## BEGIN RECORDS FOR THE EXERCISE

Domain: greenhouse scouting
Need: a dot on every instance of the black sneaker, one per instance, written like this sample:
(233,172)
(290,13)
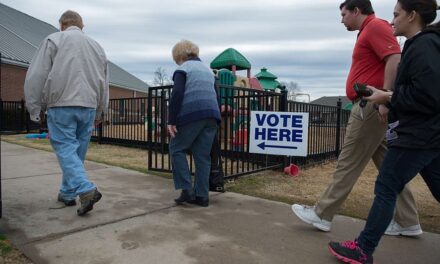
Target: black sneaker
(349,252)
(185,196)
(87,200)
(200,201)
(66,202)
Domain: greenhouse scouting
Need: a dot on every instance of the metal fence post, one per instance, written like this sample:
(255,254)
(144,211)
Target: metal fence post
(150,127)
(100,127)
(283,101)
(23,116)
(1,115)
(338,127)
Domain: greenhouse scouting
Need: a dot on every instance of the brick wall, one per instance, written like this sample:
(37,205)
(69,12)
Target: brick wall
(12,85)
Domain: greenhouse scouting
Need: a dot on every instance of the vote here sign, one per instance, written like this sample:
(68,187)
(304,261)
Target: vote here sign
(279,133)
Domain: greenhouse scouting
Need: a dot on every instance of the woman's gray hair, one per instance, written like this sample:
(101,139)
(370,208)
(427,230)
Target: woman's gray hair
(71,18)
(185,50)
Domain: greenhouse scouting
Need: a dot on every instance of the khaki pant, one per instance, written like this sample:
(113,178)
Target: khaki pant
(364,139)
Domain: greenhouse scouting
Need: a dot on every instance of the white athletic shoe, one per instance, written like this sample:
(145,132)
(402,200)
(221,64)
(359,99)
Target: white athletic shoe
(394,229)
(308,215)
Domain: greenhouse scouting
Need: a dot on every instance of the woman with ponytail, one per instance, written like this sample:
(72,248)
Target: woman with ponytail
(414,125)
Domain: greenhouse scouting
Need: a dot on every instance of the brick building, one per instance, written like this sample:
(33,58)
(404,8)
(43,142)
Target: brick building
(20,36)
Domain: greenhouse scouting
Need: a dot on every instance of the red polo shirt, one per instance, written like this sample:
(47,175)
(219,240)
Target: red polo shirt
(375,42)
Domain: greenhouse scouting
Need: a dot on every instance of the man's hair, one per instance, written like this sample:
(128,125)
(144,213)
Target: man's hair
(185,50)
(427,9)
(363,5)
(71,18)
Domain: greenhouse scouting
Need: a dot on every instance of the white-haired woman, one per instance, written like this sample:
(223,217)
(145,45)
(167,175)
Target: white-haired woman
(192,123)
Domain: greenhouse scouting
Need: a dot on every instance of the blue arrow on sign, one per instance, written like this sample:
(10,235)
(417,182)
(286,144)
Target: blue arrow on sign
(263,145)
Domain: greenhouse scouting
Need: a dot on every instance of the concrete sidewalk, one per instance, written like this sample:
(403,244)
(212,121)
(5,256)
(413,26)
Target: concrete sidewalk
(137,222)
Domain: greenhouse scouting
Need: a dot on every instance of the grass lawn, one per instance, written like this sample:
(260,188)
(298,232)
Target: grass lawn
(273,185)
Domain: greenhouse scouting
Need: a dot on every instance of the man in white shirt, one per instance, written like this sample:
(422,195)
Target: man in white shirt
(68,78)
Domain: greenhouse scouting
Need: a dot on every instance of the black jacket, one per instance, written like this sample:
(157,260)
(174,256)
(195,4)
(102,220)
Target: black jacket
(416,100)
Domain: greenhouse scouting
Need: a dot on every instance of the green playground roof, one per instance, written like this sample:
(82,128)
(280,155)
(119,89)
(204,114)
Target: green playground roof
(228,58)
(264,74)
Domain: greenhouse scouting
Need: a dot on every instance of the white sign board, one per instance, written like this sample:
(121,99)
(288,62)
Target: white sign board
(279,133)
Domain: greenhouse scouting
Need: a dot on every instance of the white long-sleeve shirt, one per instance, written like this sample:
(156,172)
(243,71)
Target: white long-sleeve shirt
(68,69)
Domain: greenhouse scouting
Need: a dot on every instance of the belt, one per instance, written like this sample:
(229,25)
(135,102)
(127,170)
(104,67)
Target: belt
(355,100)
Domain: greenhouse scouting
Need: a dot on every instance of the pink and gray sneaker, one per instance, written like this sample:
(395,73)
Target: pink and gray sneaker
(349,252)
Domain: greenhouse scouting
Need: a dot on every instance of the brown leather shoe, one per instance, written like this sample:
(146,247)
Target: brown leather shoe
(66,202)
(200,201)
(87,200)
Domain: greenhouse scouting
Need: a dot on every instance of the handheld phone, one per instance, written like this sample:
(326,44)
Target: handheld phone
(362,90)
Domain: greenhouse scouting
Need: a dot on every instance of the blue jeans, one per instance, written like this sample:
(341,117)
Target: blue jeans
(197,137)
(70,130)
(399,167)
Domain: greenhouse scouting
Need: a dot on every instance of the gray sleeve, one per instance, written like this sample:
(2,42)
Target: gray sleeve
(103,101)
(37,75)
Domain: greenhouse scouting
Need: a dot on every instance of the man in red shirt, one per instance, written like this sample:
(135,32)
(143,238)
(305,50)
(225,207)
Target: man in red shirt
(374,62)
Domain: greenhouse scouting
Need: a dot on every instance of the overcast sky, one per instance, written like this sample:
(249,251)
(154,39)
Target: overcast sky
(301,41)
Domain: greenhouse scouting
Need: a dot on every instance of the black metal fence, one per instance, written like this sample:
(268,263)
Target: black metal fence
(141,122)
(326,130)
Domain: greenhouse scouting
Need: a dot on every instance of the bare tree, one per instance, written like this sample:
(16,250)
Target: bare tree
(161,77)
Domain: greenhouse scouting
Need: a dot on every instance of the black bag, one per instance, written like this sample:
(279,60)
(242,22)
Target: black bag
(216,177)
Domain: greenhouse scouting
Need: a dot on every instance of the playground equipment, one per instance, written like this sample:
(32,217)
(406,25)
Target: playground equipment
(225,67)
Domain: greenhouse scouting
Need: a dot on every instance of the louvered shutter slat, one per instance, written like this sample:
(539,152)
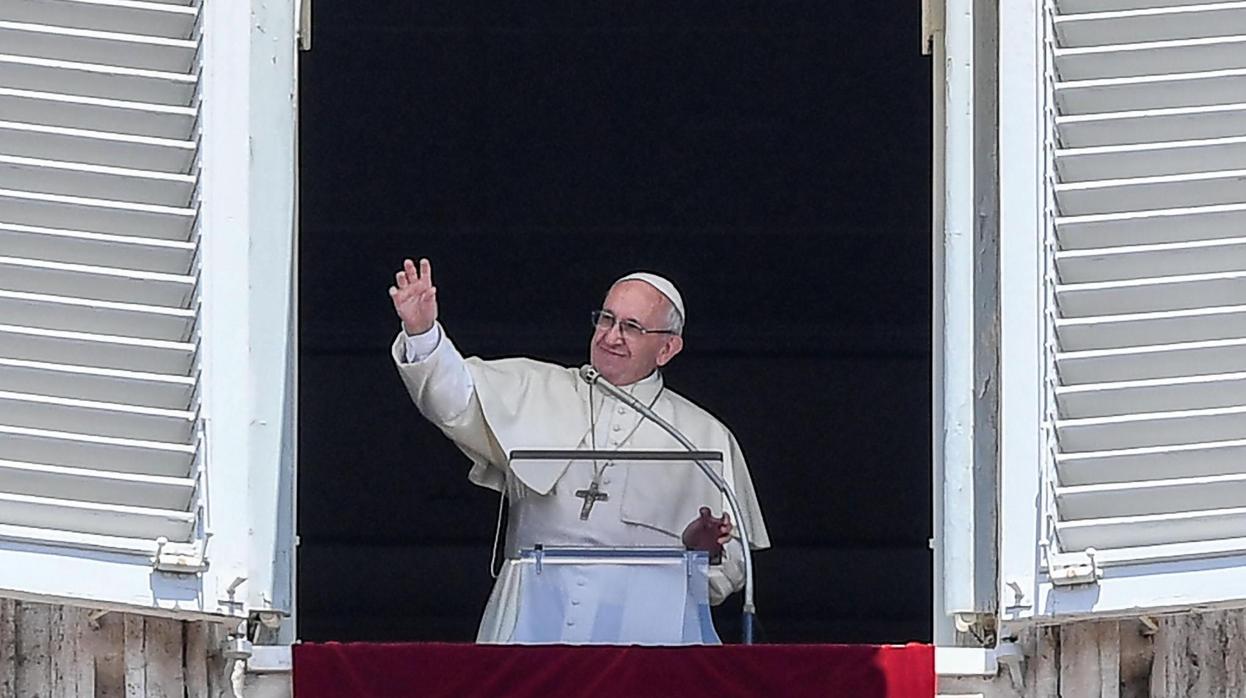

## END RECORDS FOR THE EXERCISE

**WHAT YOU NEED TO DO**. Report every line of the records above that contains the word "arrow", copying each line in full.

**ANSWER TO THIS TASK**.
Need: a dot on every instance of the blue arrow on sign, one per instance, written like this sample:
Target: blue arrow on sign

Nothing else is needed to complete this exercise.